### Tasks for this exercise
1 – Using the compute HAL documentation below, decide whether each statement agrees with it. Answer yes or no for each, and quote the words that decide it.
(a) The KernelExec type carries out operations at the granularity of a single core.
(b) The host_alloc method allocates memory on the device.
(c) The buffer that host_alloc returns is lifetime bound to the compute layer.
2 – Resume the compute HAL documentation below, starting right after its last sentence.

### Excerpt provided
☆ ☆ ☆ ☆ ☆ ☆ ☆

A hardware abstraction layer (HAL) for compute operations.

Required Associated Types§

Source

type DevMem: ComputeMemory<F>

The device memory.

Source

type Exec

The executor that can execute operations on the device.

Source

type KernelExec: KernelExecutor<F, ExprEval = Self::ExprEval>

The executor that can execute operations on a kernel-level granularity (i.e., a single core).

Source

type OpValue

The operation (scalar) value type.

Source

type ExprEval: Sync

The evaluator for arithmetic expressions (polynomials).

Required Methods§

Source

fn host_alloc(&self, n: usize) -> impl AsMut<[F]> + '_

Allocates a slice of memory on the host that is prepared for transfers to/from the device.

Depending on the compute layer, this may perform steps beyond just allocating memory. For example, it may allocate huge pages or map the allocated memory to the IOMMU.

The returned buffer is lifetime bound to the compute layer, allowing return types to have drop methods referencing data in the compute layer.

☆ ☆ ☆ ☆ ☆ ☆ ☆

### Entries
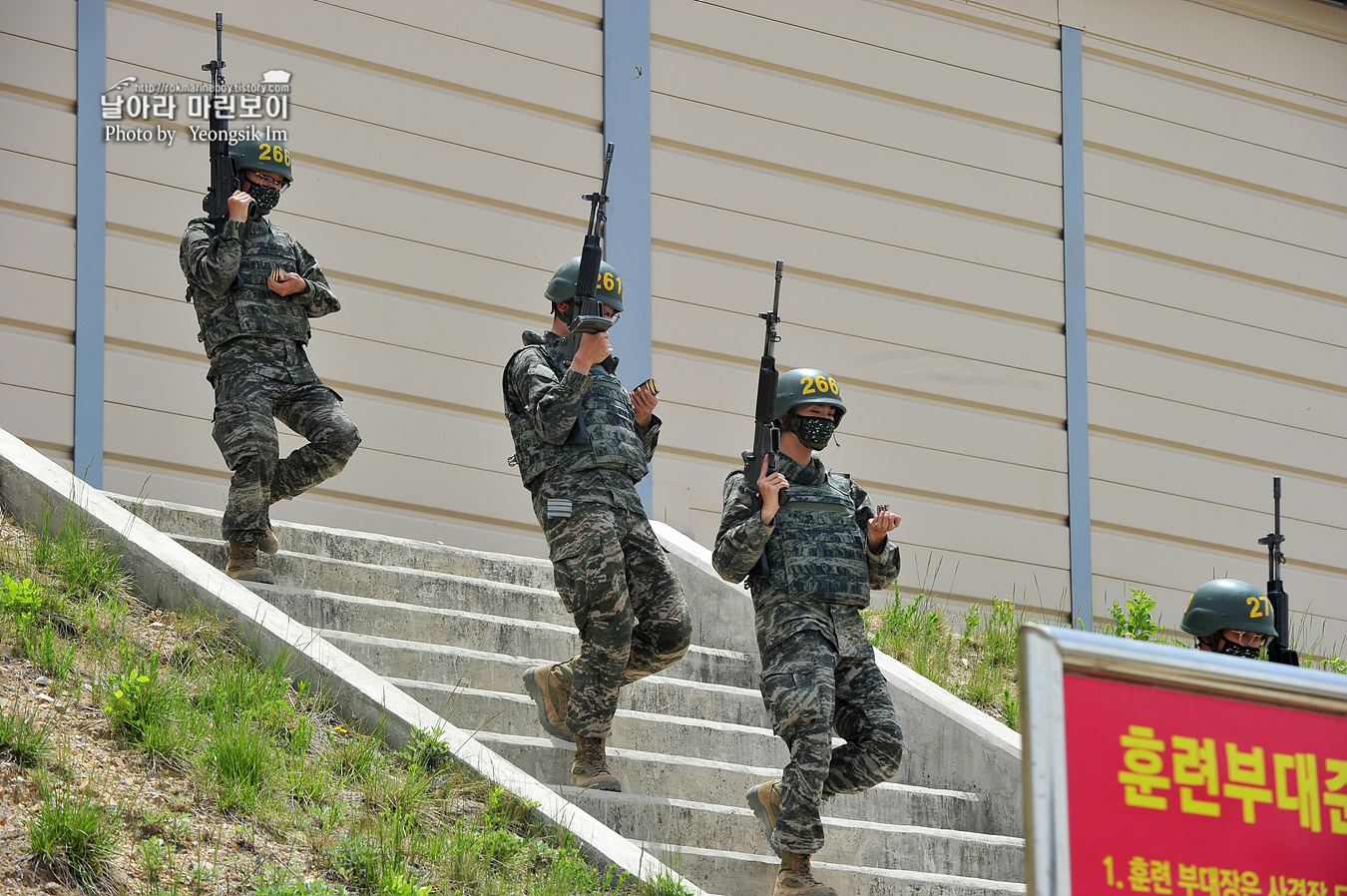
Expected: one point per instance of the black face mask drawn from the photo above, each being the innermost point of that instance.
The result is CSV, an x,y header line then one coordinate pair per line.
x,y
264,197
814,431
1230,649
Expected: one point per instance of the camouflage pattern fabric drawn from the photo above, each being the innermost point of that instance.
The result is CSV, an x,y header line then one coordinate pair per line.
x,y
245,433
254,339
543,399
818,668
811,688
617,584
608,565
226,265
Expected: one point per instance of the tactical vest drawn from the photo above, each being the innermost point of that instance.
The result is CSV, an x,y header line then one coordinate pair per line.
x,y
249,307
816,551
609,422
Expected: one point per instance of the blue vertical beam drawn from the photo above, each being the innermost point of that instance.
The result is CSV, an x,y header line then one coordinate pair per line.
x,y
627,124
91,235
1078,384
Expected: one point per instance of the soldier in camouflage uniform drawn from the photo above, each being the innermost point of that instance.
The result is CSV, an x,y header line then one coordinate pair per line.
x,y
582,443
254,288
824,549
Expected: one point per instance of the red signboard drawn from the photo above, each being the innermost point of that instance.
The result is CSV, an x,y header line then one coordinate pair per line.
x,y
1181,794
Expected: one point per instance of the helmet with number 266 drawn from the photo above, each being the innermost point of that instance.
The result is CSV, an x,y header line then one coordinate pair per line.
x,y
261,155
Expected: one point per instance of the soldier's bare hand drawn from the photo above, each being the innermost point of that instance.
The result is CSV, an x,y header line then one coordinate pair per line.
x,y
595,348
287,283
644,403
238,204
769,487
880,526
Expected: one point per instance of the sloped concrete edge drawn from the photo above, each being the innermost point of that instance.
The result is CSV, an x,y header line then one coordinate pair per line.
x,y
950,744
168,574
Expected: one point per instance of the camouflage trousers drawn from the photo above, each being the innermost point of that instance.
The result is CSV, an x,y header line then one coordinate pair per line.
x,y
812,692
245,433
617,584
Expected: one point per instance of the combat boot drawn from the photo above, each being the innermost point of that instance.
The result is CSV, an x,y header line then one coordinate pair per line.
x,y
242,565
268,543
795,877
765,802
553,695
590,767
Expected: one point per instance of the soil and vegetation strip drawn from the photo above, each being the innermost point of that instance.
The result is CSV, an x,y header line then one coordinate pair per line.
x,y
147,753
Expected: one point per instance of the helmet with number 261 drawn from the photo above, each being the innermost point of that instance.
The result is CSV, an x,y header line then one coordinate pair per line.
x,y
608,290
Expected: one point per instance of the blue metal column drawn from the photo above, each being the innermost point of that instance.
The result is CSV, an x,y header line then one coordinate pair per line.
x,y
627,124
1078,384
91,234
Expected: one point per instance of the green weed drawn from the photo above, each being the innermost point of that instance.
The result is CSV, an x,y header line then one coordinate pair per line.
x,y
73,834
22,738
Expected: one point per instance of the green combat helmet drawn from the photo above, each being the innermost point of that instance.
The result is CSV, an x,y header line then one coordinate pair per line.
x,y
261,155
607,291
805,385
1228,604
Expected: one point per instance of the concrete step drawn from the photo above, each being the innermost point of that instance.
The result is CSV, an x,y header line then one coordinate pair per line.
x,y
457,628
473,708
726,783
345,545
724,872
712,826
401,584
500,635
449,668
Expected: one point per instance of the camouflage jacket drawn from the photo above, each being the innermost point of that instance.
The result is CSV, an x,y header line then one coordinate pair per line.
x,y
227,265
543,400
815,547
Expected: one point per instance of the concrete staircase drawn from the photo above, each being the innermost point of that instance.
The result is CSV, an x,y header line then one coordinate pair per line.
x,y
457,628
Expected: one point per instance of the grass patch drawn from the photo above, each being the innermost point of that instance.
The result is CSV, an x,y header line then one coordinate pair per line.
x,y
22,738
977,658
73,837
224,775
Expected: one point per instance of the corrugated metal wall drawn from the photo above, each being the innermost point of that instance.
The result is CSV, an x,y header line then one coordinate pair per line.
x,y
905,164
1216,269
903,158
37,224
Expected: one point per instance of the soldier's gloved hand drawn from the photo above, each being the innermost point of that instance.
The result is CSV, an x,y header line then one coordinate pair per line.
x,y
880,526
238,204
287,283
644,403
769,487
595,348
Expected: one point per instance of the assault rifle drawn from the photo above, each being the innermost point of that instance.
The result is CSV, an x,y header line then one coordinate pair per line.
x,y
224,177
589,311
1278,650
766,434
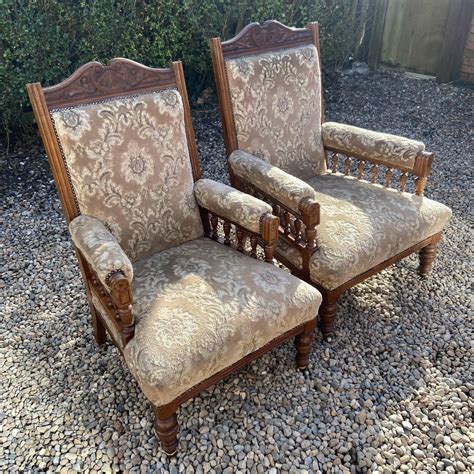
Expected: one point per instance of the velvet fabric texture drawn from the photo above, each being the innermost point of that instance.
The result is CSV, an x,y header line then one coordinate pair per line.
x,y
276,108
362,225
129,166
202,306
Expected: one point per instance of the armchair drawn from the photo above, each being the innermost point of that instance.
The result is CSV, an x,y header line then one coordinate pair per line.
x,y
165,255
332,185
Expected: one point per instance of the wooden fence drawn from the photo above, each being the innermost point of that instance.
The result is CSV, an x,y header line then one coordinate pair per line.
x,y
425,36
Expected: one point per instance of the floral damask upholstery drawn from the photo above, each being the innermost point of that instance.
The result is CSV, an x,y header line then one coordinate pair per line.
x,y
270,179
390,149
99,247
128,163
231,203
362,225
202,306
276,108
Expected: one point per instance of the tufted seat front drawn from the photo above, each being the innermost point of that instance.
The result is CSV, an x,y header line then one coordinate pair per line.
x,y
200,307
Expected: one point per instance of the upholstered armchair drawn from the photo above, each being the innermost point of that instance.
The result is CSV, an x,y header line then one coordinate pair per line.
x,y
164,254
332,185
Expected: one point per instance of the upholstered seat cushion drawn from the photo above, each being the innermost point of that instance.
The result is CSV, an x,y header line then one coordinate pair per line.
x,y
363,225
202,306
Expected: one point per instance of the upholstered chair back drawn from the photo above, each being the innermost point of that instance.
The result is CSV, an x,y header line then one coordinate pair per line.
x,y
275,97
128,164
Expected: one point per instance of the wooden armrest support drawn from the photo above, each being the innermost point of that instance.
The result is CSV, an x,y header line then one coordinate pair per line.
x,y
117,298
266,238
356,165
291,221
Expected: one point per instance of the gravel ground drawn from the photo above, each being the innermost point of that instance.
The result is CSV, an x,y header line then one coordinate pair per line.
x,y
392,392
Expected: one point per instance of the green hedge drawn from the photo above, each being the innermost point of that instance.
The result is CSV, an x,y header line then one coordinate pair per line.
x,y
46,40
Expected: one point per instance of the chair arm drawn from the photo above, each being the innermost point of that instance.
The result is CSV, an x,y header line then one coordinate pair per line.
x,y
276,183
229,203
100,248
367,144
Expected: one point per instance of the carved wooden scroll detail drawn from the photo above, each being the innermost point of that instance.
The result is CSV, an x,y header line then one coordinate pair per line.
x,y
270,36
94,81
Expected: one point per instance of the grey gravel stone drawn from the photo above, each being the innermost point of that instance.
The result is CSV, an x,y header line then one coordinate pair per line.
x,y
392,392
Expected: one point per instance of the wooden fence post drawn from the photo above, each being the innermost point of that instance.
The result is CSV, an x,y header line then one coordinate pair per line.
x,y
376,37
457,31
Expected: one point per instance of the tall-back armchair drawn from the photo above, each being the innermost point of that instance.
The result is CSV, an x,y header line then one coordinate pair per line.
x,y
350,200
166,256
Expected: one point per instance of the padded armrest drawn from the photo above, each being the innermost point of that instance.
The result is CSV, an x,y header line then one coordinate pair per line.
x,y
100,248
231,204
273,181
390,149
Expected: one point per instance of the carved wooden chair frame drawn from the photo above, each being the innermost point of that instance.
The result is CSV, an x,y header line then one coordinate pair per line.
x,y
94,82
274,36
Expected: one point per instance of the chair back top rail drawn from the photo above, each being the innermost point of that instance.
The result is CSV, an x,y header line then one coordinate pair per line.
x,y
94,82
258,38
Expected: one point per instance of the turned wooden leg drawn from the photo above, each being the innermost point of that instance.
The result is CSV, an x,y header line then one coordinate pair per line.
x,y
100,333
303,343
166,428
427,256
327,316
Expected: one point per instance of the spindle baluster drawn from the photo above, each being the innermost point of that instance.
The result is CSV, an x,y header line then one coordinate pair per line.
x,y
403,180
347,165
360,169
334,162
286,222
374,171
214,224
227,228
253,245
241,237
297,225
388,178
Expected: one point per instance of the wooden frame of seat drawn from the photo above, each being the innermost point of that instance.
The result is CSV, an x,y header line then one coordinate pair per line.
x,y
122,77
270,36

☆ ☆ ☆ ☆ ☆ ☆ ☆

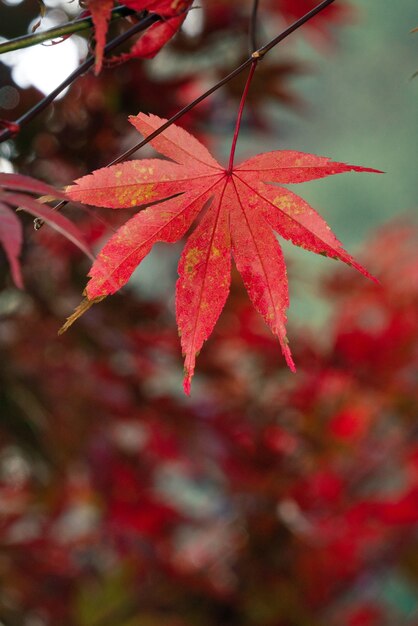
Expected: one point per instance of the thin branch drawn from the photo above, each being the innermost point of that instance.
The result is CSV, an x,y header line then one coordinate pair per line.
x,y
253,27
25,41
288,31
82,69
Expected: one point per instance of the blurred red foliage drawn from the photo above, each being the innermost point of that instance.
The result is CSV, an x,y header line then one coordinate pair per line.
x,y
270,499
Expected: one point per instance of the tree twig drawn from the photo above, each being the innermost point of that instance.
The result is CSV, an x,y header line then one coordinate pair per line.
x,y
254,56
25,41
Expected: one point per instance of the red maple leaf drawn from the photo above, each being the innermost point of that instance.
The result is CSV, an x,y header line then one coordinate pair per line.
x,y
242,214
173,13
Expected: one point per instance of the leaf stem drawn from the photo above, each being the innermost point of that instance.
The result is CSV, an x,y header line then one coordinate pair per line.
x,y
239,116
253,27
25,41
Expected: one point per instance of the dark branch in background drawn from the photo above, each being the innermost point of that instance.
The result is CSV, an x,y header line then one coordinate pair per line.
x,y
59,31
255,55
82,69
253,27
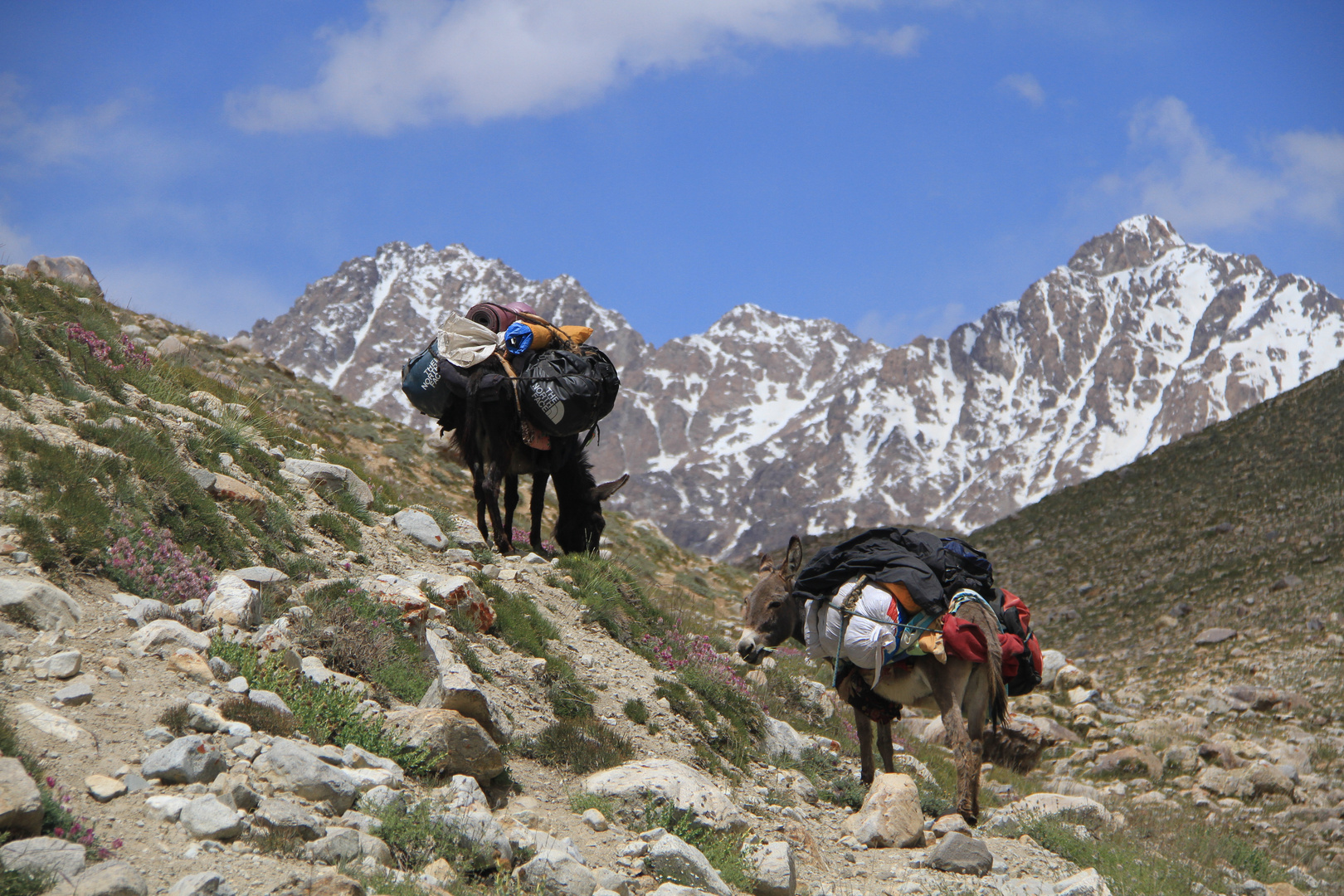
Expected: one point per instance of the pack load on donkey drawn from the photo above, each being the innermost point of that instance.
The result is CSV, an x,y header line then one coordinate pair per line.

☆ ☆ ☆ ☆ ☆ ☆ ☆

### Response list
1 –
(a) Yes: "The executor that can execute operations on a kernel-level granularity (i.e., a single core)."
(b) No: "Allocates a slice of memory on the host that is prepared for transfers to/from the device."
(c) Yes: "The returned buffer is lifetime bound to the compute layer"

2 –
Source

fn copy_h2d( &self, src: &[F], dst: &mut FSliceMut<'_, F, Self>, ) -> Result<(), Error>

Copy data from the host to the device.

§Preconditions
  • src and dst must have the same length.
  • src must be a slice of a buffer returned by Self::host_alloc.
Source

fn copy_d2h(&self, src: FSlice<'_, F, Self>, dst: &mut [F]) -> Result<(), Error>

Copy data from the device to the host.

§Preconditions
  • src and dst must have the same length.
  • dst must be a slice of a buffer returned by Self::host_alloc.
Source

fn copy_d2d( &self, src: FSlice<'_, F, Self>, dst: &mut FSliceMut<'_, F, Self>, ) -> Result<(), Error>

Copy data between disjoint device buffers.

§Preconditions
  • src and dst must have the same length.
Source

fn execute( &self, f: impl FnOnce(&mut Self::Exec) -> Result<Vec<Self::OpValue>, Error>, ) -> Result<Vec<F>, Error>

Executes an operation.

A HAL operation is an abstract function that runs with an executor reference.

Source

fn compile_expr(&self, expr: &ArithCircuit<F>) -> Result<Self::ExprEval, Error>

Compiles an arithmetic expression to the evaluator.

Source

fn accumulate_kernels( &self, exec: &mut Self::Exec, map: impl Sync + for<'a> Fn(&'a mut Self::KernelExec, usize, Vec<KernelBuffer<'a, F, <Self::KernelExec as KernelExecutor<F>>::Mem>>) -> Result<Vec<<Self::KernelExec as KernelExecutor<F>>::Value>, Error>, mem_maps: Vec<KernelMemMap<'_, F, Self::DevMem>>, ) -> Result<Vec<Self::OpValue>, Error>

Launch many kernels in parallel and accumulate the scalar results with field addition.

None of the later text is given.